MAGAZINE: No sign yet of end to uncertainty in debt markets

The public markets are closed, offices are tough to finance, while problems loom for refinancing assets bought at 2021 values. Jane Roberts reports on Europe's real estate debt markets. 

For a financing proposal that involves the words ‘secondary office’, any meeting with an investment committee is likely to be a very short conversation, says Chris Gow, CBRE’s head of debt and structured finance for UK & Ireland.

Commenting on current debt liquidity for real estate, Gow is at pains to stress that distress in the European office sector due to changes in working practices is not as deep as it is in the US, where his colleagues confirm that American banks have slammed their doors on any more office lending.

Gow cites an April $500 mln refinancing which CBRE advised on, of 919 Third Ave, an 80%-let Manhattan office tower owned by SL Green. Gow observes it’s noteworthy that there were no US banks in the five-strong club which wrote the loan against the 140,000 m2 skyscraper at a 250 basis points margin, with the cost swapped to a fixed rate of 6.11%. The lenders were: Aareal of Germany, Crédit Agricole of France, Bank ABC of the Middle East, plus non-bank US lenders MetLife and PacLife.

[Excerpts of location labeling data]
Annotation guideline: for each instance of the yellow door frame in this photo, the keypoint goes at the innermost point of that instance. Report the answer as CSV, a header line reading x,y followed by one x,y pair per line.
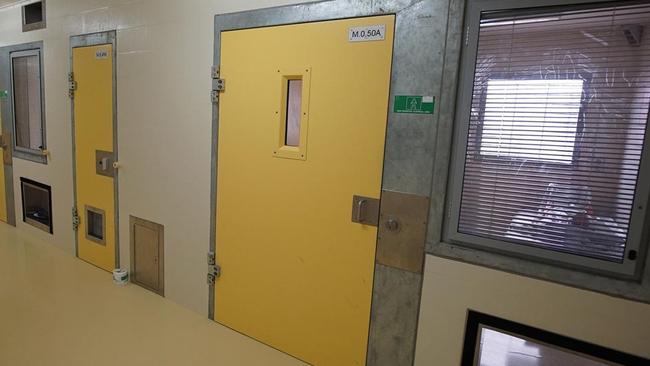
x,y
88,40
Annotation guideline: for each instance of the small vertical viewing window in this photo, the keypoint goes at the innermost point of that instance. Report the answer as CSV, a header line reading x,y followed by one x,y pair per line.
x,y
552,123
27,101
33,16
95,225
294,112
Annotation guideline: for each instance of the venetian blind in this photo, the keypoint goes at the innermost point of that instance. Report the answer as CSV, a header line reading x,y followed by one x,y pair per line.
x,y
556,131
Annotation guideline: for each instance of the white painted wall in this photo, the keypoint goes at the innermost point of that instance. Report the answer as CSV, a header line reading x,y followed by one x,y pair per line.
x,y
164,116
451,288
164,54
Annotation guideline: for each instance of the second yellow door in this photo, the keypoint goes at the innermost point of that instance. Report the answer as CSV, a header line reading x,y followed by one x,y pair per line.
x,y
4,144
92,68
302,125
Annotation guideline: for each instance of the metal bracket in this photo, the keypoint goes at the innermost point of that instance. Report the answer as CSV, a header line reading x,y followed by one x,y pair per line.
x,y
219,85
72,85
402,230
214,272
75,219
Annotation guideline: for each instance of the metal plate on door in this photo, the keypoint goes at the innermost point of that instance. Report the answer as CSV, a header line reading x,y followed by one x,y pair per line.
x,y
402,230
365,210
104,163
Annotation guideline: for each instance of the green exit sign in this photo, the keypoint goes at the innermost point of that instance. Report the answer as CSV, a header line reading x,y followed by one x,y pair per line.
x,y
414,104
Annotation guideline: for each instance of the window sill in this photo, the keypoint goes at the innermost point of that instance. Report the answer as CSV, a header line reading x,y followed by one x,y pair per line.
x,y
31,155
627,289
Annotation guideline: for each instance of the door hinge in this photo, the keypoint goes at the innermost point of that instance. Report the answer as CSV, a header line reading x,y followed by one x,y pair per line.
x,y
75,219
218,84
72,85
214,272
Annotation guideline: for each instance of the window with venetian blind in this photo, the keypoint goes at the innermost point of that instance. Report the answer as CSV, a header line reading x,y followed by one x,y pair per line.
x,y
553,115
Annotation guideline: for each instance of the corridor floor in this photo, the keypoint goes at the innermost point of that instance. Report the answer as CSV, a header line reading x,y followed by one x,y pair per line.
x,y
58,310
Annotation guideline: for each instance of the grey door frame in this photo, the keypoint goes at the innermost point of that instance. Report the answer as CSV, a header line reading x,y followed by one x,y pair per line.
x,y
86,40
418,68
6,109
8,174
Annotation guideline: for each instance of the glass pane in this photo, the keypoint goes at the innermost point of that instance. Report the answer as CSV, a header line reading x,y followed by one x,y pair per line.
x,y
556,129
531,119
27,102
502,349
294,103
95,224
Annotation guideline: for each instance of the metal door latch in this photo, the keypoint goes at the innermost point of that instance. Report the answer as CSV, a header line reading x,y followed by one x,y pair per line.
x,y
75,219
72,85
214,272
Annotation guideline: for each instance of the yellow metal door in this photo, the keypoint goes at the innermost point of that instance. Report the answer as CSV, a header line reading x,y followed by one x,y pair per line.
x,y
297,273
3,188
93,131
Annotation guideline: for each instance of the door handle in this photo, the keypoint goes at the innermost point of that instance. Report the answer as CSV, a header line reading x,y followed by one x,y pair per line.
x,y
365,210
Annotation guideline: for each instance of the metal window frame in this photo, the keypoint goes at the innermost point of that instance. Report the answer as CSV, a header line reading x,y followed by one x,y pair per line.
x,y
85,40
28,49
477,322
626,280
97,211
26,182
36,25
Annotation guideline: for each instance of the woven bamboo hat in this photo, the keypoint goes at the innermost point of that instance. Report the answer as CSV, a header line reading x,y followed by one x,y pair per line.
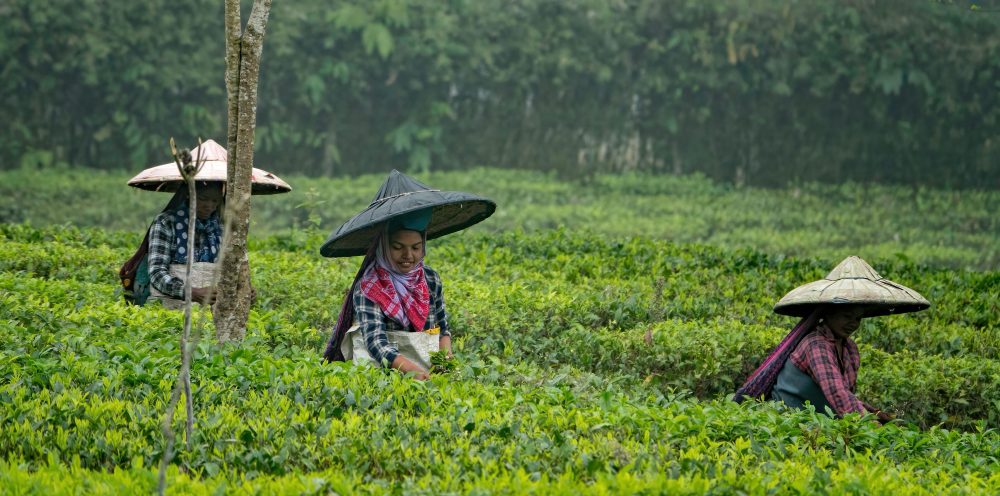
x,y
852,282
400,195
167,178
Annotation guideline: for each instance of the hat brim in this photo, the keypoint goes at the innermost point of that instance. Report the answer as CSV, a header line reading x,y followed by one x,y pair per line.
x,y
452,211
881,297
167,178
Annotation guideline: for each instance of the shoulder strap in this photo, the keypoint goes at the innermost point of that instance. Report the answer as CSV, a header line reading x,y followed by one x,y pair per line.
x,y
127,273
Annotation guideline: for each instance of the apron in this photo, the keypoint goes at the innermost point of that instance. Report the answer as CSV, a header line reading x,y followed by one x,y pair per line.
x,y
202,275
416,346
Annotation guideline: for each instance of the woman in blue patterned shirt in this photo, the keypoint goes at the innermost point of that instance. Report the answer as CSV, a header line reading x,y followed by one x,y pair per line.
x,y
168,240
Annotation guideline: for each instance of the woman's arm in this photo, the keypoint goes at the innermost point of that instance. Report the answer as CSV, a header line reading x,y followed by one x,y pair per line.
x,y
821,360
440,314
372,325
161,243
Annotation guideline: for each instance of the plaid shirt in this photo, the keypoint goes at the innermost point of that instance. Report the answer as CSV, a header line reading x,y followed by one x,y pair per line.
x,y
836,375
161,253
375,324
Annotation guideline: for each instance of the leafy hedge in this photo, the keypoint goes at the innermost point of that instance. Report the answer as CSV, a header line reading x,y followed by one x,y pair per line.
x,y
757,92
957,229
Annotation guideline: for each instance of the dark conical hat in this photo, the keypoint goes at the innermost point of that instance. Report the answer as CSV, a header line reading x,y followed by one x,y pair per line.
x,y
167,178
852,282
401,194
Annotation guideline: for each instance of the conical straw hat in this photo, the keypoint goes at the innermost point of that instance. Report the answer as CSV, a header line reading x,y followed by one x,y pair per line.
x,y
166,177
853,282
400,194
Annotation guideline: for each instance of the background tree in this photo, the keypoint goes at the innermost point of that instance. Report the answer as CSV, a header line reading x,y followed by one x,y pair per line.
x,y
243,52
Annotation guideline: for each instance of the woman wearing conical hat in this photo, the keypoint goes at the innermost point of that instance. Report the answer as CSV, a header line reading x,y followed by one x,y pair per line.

* **OBJECTIVES**
1. Name the lenders in the club that wrote the 919 Third Ave loan, according to the debt markets article.
2. Pull out every line of the records that contains the word "shirt".

* **SOLUTION LIST**
1. Aareal, Crédit Agricole, Bank ABC, MetLife, PacLife

2.
Annotation guideline: for each instance of the woman in blue patterned shirt in this photo, the keypoint goes at the innermost point of that instance. Report the answer as CSV, a header line reading x,y followed by one x,y pair per line.
Annotation guideline: for each instance of the plaid shirt in this photo, the keypoint goes at the innermost point of that instance. Report the answer as CSV, a header line reading x,y followed by one x,y pair per line.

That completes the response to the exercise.